ЗАДАНИЯ.
A. Перепишите слово в слово часть рецензии на книгу «Лондон: время московское»: начните с места, где стоят слова «Когда люди не», и закончите словами «сваливается в тусовку.».
B. В рецензии на книгу «Лондон: время московское» перечислены объединения, которые существуют в Москве. Выпишите всех, кто в них входит.
C. Допишите рецензию на книгу «Лондон: время московское». Продолжение должно идти сразу после ее последнего предложения.

ИСХОДНЫЙ ТЕКСТ.
________________________________________
Пора подводить итоги. У рецензируемой книги нет ни какой-то общей идеи, ни единой концепции. Подбор авторов — и русско — и англоязычных — случаен. Чтобы не произносить «обидного» слова «помойка», назовем книгу политкорректно — свалкой. Это то, что попытались свалить в один том люди из тусовки, которую чаще всего называют коротко — или московской, или интеллигентской. Оба названия частичны, а потому и не верны.
Автор сих строк — клинический петербуржец, но позволю себе вступиться за первопрестольную. 90% людей интеллигентных профессий в Москве не входят ни в какие «тусовки». Для 10% желающих в колоссальной Москве существует много профессиональных и общественных кругов и компаний самого разного сорта — включая формальные и неформальные объединения специалистов, интеллектуалов, литераторов, авиамоделистов, музыкантов, театралов … нужное вставить. Интеллигентная Москва беспредельна.
Тусовка создателей книги «Лондон: время московское» могла сложиться только под брюхом, а точнее — под задницей центральной власти. Из той части интеллигенции, которой не интересна профессиональная работа — например, качественный перевод с английского, без «получите стерлинг».
Когда люди не заняты производством и воспроизводством, — а попросту говоря, работой и семьей — у них остается слишком много свободного времени. В России с ее богатством и политической свободой всегда скапливается многовато бездельников. Конечно, увлеченный своим делом человек не нуждается ни в экономическом, ни в полицейском принуждении — он все равно будет делать то, что ему интересно и приятно. Но тот, кто без внешнего принуждения и контроля работать не способен, легко сваливается в тусовку.
Люди этой тусовки искренне считают себя интеллигенцией… и даже не просто, а именно СТОЛИЧНОЙ интеллигенцией. Большими и смелыми людьми, властителями дум. Они от души полагают, что их суждения сверхценны, а дела — невероятно важны. С виду — люди взрослые, если судить по размерам. У мужчин курчавятся бороды, у дам вполне развиты молочные железы. Но эти люди находятся в плену иллюзий: они никому не интересны. Книга «Лондон: время московское» воспринимается как отчаянный крик «тусовки»: «Замечайте нас!». Обрадую: другие тусовщики непременно заметят. Огорчу: больше никому не интересно.
________________________________________
ИСХОДНЫЕ ДАННЫЕ.
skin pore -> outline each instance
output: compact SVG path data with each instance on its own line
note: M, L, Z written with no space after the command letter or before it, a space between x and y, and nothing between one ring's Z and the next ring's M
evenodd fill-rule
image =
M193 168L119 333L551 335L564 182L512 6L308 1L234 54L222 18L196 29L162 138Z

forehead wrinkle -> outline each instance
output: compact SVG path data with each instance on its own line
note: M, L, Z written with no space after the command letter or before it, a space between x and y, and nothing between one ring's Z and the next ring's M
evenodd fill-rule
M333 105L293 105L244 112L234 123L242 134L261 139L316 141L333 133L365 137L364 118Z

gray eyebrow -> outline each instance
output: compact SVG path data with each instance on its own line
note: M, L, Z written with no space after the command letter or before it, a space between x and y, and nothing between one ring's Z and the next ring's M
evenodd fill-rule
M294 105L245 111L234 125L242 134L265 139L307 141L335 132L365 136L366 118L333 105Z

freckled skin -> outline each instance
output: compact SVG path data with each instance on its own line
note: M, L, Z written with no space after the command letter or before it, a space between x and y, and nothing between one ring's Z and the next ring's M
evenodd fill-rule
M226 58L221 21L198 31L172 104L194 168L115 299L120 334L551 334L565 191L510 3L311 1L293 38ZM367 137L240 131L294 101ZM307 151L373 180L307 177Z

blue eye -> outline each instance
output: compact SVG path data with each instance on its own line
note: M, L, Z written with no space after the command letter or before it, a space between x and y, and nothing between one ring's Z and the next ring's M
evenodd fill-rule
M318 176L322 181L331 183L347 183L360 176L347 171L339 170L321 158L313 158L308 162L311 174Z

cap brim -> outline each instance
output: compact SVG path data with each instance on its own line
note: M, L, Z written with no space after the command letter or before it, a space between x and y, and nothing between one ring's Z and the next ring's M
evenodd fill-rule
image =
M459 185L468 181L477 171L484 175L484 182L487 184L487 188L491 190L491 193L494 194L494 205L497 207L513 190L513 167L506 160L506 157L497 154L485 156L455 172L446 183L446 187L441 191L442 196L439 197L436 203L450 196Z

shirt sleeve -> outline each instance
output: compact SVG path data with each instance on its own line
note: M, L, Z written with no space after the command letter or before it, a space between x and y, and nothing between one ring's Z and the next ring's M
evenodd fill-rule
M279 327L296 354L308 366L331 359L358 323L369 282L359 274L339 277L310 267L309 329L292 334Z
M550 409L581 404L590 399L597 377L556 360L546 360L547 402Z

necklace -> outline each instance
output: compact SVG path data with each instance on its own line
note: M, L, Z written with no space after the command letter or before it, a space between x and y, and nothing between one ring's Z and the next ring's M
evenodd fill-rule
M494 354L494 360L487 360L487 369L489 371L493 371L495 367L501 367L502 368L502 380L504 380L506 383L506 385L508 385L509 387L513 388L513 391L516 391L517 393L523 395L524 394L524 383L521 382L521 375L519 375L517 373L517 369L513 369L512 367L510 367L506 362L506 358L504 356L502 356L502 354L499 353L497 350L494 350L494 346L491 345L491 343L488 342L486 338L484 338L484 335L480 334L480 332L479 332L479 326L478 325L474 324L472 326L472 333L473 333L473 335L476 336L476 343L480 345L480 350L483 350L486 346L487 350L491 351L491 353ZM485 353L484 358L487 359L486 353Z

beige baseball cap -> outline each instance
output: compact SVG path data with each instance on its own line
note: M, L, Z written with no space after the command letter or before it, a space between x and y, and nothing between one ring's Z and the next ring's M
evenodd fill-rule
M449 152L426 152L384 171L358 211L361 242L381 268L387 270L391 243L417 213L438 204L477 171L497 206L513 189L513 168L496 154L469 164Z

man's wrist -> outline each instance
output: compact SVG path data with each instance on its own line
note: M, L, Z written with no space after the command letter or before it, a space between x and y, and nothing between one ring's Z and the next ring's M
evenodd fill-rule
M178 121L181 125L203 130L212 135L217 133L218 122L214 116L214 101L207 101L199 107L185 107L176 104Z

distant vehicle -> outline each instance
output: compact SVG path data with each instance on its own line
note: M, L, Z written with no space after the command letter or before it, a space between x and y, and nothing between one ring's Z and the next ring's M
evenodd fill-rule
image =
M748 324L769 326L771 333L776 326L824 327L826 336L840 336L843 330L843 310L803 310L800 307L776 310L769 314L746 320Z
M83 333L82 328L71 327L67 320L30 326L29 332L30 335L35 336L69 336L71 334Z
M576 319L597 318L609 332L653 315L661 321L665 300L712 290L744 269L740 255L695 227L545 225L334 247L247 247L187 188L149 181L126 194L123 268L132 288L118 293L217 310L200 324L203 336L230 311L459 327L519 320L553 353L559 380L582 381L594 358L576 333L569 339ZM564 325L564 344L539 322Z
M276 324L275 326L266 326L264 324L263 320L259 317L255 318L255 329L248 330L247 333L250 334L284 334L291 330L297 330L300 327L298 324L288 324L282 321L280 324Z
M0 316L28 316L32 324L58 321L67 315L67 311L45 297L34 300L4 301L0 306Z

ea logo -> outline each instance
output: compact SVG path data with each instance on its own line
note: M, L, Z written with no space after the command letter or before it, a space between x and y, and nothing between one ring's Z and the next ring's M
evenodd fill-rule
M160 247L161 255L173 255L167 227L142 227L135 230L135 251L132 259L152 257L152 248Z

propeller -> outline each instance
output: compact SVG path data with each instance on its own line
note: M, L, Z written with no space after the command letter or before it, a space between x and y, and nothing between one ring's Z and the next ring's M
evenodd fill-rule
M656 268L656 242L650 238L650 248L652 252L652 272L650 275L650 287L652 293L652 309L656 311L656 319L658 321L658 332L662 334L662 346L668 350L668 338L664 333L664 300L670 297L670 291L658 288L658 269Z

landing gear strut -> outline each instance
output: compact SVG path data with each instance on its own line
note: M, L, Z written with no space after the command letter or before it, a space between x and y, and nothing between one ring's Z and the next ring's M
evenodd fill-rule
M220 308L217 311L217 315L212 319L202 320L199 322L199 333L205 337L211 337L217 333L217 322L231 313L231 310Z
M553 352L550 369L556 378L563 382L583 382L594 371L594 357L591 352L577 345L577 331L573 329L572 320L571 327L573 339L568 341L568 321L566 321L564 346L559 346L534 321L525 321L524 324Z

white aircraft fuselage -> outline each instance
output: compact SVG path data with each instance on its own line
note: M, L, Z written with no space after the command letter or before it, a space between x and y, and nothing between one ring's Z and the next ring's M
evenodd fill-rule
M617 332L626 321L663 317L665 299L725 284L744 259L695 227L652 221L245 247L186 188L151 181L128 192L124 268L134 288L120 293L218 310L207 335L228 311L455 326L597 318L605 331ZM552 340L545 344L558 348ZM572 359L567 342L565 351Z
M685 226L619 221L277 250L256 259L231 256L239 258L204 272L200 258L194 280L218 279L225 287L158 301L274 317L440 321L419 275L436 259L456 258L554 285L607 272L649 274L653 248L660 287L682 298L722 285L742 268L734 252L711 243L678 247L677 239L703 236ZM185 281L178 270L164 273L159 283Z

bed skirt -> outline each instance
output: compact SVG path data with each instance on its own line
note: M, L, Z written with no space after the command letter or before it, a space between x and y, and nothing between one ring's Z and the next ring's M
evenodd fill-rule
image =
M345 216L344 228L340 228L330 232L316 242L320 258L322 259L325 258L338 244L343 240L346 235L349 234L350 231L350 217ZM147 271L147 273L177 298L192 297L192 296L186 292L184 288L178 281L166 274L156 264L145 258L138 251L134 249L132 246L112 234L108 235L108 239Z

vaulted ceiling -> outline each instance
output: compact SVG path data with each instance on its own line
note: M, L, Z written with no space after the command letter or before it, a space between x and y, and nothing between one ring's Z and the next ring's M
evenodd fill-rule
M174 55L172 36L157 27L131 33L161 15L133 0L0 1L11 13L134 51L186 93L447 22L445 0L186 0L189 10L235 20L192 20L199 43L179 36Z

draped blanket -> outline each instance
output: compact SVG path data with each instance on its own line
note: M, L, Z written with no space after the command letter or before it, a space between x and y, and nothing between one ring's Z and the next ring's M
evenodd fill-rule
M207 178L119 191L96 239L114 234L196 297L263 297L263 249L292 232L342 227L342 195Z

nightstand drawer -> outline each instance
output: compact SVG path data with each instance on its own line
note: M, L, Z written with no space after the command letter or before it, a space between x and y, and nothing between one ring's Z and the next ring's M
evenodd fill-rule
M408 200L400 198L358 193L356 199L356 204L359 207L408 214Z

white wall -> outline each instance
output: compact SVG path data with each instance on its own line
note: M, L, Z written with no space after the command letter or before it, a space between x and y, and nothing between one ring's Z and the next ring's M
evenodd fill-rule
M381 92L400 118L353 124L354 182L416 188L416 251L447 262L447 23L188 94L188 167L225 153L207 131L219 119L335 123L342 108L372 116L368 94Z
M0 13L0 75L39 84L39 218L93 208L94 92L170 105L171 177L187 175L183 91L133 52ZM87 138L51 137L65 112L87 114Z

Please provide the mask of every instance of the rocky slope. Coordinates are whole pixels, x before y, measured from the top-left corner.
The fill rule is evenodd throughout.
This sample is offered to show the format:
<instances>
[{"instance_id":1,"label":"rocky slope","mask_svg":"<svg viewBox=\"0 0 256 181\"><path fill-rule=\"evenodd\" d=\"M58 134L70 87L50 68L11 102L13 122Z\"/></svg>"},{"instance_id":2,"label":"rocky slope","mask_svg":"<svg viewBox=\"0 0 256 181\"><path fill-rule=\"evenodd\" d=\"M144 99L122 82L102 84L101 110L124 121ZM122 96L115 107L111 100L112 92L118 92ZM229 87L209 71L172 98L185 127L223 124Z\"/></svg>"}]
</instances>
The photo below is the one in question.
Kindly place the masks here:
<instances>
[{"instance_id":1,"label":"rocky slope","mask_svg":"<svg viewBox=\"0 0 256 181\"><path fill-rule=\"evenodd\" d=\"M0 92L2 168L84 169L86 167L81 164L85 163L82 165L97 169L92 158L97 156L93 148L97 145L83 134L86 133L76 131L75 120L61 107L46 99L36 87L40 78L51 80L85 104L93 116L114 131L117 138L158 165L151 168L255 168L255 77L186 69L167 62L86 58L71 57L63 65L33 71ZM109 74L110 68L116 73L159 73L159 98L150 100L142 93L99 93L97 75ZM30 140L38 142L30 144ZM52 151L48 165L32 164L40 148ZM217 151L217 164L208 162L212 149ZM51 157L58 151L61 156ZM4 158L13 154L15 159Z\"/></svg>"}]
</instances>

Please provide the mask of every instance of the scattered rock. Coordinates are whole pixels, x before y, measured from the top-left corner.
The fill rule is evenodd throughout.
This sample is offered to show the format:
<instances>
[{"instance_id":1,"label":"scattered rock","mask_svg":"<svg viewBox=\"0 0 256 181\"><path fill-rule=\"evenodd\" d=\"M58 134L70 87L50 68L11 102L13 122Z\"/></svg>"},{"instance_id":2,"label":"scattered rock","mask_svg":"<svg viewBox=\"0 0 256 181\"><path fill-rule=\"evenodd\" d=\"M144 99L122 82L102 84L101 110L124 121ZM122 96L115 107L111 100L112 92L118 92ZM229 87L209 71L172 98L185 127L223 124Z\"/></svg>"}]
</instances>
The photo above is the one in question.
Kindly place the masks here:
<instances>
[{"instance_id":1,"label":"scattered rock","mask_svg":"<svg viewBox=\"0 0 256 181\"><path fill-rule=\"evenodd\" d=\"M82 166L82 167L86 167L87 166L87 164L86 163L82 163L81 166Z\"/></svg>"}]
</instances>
________________________________________
ОТВЕТЫ.
A.
Когда люди не заняты производством и воспроизводством, — а попросту говоря, работой и семьей — у них остается слишком много свободного времени. В России с ее богатством и политической свободой всегда скапливается многовато бездельников. Конечно, увлеченный своим делом человек не нуждается ни в экономическом, ни в полицейском принуждении — он все равно будет делать то, что ему интересно и приятно. Но тот, кто без внешнего принуждения и контроля работать не способен, легко сваливается в тусовку.

B. специалистов, интеллектуалов, литераторов, авиамоделистов, музыкантов, театралов

C.
Что же по поводу интеллигенции… внесем некоторую ясность в вопрос. Я нисколько не претендую на звание интеллигента. Но все же до недавнего времени существовало на Руси такое сословие — как выражался барон Дубельт, «лежащее между дворянством и народом». В своей семье я — шестое поколение, принадлежащее к этому сословию. Собственно, история семьи и начинается с того, что пра-прадед ушел из крепостной деревни после реформ Александра II Освободителя. Прадеды преподавали в Лесном институте, один из них работал с Докучаевым. Дед и дядя работали с Николаем Вавиловым (о котором составители и авторы «Лондона…» знают разве что одно — его уничтожил зверь-Сталин). Дед — в числе создателей Ботанического сада в Киеве.
Так вот — к интеллигенции принадлежит или автор сих строк и люди его круга, или авторы и составители книги «Лондон: время московское». Или — или. Третье совершенно невозможно.
Интеллигенция — или специалисты, в феодальной стране ставшие своего рода «младшим братиком» дворянства. С моим другом, рюриковичем по корням, мы порой за рюмкой коньяка выясняем, кто лучше — дворянство или интеллигенция. Я его обвиняю в том, что он довел народ до революции... Он меня — в революционной пропаганде...Хорошо, что уже четвертое поколение это — только болтовня за рюмкой, юмор ученых джентльменов.
Или же интеллигенция — это приблуды из столичной тусовки, которым не хватает энергии и ума для того, чтобы кормиться честным трудом. В этом случае мы, потомственная русская интеллигенция — вовсе не интеллигенция. Но что характерно, вопрос принадлежности нас и не особенно волнует. У нас хватает личных заслуг, чтобы не волноваться по поводу принадлежности к какому-то слою.
Полагаю, книгу «Лондон: время московское» очень полезно читать — особенно молодежи. Это прекрасный способ раз навсегда отвадить подрастающее поколение от тусовок любого рода, в том числе и от политических.